Records for processing:
⟨
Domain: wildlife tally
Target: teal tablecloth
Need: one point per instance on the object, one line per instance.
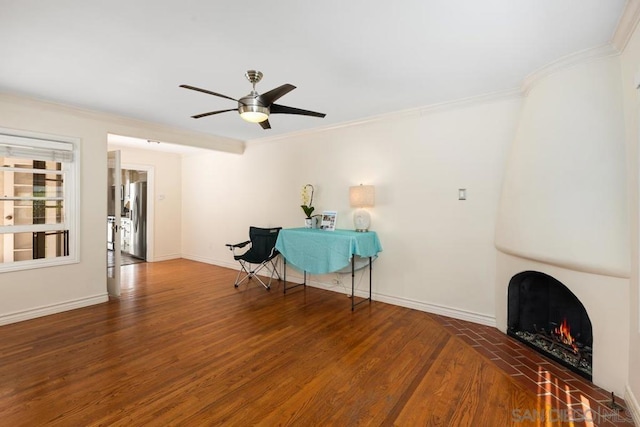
(320, 251)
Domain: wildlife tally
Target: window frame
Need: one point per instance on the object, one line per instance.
(71, 198)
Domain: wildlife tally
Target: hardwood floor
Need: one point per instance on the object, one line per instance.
(182, 346)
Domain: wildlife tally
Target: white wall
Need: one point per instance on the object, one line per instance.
(564, 199)
(438, 253)
(630, 60)
(563, 209)
(37, 292)
(165, 199)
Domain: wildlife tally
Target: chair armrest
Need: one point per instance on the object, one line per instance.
(237, 245)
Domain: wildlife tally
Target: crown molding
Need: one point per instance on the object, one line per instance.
(626, 25)
(411, 112)
(129, 126)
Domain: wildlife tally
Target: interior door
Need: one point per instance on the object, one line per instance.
(114, 209)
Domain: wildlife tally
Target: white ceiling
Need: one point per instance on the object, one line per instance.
(349, 59)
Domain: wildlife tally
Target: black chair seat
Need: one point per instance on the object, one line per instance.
(262, 253)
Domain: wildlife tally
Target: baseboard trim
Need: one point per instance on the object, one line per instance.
(20, 316)
(442, 310)
(632, 405)
(345, 288)
(165, 258)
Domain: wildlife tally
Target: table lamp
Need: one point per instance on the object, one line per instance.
(362, 196)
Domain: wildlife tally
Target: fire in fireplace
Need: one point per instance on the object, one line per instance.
(544, 314)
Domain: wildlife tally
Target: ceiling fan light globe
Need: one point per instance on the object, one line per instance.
(254, 113)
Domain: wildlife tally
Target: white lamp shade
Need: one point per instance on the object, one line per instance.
(362, 196)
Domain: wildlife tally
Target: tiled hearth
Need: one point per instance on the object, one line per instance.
(561, 390)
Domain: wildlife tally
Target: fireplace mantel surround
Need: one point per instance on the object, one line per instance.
(563, 209)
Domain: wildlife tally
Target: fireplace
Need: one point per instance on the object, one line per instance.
(544, 314)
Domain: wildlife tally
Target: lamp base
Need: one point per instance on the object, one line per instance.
(361, 220)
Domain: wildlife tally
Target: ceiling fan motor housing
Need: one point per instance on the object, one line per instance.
(252, 109)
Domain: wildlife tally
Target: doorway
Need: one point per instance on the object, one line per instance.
(136, 215)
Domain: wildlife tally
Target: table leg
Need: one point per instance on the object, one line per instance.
(285, 279)
(353, 294)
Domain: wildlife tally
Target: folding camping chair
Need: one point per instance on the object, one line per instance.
(262, 254)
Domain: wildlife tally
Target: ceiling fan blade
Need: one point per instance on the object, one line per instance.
(283, 109)
(273, 95)
(211, 113)
(265, 124)
(208, 92)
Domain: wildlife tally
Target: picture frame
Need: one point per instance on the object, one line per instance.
(329, 220)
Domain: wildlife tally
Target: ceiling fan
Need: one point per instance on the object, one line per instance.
(255, 108)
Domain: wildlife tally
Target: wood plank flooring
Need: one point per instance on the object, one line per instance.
(182, 346)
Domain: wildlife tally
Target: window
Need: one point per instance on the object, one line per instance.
(38, 206)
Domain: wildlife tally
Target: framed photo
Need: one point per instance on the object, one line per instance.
(329, 220)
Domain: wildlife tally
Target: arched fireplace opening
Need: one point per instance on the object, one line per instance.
(544, 314)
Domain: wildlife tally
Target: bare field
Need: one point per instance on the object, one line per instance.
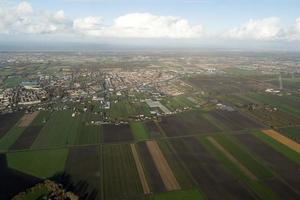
(163, 167)
(140, 170)
(233, 159)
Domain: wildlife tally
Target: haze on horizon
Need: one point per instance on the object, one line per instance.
(256, 24)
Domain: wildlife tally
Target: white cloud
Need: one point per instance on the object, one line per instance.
(24, 8)
(293, 33)
(261, 29)
(139, 25)
(24, 19)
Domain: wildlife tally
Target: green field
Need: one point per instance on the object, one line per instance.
(10, 137)
(255, 167)
(139, 131)
(279, 147)
(41, 164)
(12, 81)
(122, 110)
(289, 104)
(120, 177)
(60, 130)
(291, 132)
(178, 102)
(176, 165)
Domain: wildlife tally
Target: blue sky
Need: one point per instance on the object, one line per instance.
(222, 20)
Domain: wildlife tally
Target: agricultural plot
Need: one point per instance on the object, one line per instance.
(278, 146)
(60, 130)
(183, 177)
(26, 139)
(140, 169)
(122, 110)
(226, 84)
(13, 181)
(286, 168)
(248, 168)
(155, 180)
(178, 103)
(269, 117)
(166, 173)
(187, 123)
(289, 104)
(89, 134)
(214, 181)
(283, 140)
(234, 120)
(83, 171)
(116, 133)
(152, 128)
(41, 163)
(27, 119)
(120, 175)
(7, 121)
(192, 194)
(291, 132)
(10, 138)
(139, 131)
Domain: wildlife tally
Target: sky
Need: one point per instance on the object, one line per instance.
(191, 23)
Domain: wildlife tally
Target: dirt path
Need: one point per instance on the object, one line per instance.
(163, 167)
(283, 140)
(27, 119)
(233, 159)
(139, 167)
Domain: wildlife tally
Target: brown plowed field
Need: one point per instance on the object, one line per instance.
(163, 167)
(139, 167)
(286, 168)
(282, 139)
(233, 159)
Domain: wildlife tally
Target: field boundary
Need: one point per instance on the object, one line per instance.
(139, 167)
(283, 140)
(27, 119)
(244, 169)
(162, 166)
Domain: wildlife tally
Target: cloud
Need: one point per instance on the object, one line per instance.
(139, 25)
(294, 32)
(24, 19)
(261, 29)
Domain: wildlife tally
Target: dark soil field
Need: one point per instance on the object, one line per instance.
(12, 182)
(7, 121)
(285, 167)
(155, 180)
(226, 84)
(213, 180)
(120, 175)
(27, 138)
(283, 190)
(83, 172)
(187, 123)
(235, 120)
(116, 133)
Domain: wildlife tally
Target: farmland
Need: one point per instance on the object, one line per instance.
(162, 130)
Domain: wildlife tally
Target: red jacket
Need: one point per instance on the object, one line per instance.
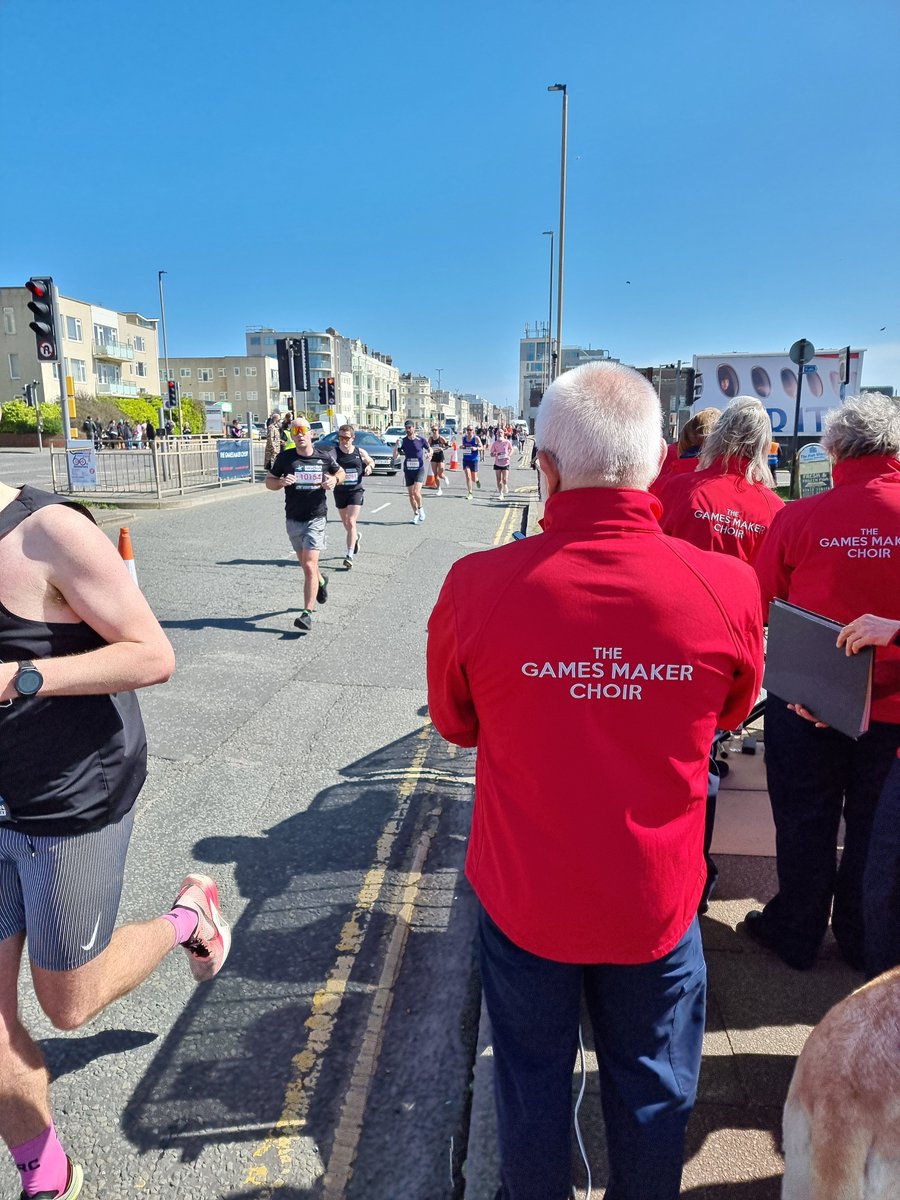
(622, 652)
(717, 509)
(838, 553)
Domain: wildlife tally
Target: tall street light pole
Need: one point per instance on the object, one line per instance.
(551, 234)
(563, 88)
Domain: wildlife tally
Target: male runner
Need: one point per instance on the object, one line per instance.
(349, 495)
(414, 450)
(305, 474)
(77, 639)
(472, 447)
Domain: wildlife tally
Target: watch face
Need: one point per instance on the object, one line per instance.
(28, 682)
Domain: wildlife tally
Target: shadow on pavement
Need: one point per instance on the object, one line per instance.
(65, 1055)
(226, 1074)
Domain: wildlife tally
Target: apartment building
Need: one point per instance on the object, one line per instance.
(233, 383)
(107, 353)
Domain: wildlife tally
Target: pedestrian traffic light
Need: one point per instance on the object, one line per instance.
(45, 323)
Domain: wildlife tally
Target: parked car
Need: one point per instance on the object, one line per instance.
(377, 449)
(394, 433)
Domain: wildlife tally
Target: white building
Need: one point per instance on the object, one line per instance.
(107, 353)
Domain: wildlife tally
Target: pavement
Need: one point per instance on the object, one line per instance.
(759, 1015)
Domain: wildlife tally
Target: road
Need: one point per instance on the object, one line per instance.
(333, 1055)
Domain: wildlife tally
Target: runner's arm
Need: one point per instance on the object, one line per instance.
(87, 571)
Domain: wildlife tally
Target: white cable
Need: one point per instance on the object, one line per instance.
(577, 1105)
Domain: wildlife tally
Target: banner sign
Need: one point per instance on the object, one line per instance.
(233, 459)
(772, 379)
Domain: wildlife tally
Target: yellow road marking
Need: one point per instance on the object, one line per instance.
(307, 1062)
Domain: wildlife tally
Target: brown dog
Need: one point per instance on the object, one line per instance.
(841, 1127)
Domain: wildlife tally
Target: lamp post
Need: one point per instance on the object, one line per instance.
(563, 88)
(551, 234)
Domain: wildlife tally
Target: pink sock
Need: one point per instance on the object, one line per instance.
(184, 921)
(42, 1163)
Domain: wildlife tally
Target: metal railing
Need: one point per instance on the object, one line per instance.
(174, 467)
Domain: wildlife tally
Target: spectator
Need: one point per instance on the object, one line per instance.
(834, 553)
(586, 885)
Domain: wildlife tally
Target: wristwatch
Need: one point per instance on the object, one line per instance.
(28, 681)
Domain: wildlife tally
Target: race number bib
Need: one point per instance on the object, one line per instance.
(309, 477)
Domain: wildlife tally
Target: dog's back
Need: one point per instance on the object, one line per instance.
(841, 1126)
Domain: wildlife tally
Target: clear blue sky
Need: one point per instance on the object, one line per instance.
(388, 168)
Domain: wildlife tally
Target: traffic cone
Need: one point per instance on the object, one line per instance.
(127, 552)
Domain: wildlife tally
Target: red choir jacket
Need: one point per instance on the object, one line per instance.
(717, 509)
(593, 715)
(838, 553)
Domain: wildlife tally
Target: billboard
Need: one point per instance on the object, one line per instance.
(772, 379)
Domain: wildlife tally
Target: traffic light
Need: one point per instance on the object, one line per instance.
(45, 323)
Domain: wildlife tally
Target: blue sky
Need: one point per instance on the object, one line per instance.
(388, 169)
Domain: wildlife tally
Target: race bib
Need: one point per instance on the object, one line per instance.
(309, 477)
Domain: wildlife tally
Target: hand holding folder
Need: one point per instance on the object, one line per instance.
(805, 666)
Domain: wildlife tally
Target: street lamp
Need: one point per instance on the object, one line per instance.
(551, 234)
(561, 87)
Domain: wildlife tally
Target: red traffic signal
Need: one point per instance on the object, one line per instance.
(45, 323)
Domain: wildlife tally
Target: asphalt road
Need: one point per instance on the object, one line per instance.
(333, 1055)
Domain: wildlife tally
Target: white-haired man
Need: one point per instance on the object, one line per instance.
(727, 503)
(838, 555)
(587, 856)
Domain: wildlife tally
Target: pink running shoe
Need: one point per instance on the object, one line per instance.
(211, 941)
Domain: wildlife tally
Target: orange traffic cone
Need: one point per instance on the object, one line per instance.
(127, 552)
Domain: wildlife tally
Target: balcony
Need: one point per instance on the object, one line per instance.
(115, 389)
(113, 351)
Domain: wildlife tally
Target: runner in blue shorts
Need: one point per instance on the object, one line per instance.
(472, 448)
(414, 450)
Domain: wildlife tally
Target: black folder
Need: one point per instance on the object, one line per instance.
(804, 666)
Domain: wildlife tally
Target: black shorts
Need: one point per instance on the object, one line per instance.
(349, 497)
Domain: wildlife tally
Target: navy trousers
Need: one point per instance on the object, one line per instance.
(881, 881)
(815, 777)
(648, 1033)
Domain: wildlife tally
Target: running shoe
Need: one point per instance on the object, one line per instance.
(73, 1186)
(209, 945)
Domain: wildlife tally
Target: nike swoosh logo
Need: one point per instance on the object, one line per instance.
(94, 936)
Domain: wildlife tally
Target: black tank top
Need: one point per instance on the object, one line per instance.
(353, 466)
(67, 763)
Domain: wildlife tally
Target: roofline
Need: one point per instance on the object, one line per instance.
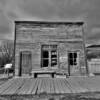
(52, 22)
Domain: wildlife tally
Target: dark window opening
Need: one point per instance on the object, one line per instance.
(72, 58)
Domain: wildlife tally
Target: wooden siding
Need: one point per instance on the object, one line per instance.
(68, 37)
⟩
Required work:
Count the lines of the listing that contain the word "lamp". Give only the number.

Correct response:
5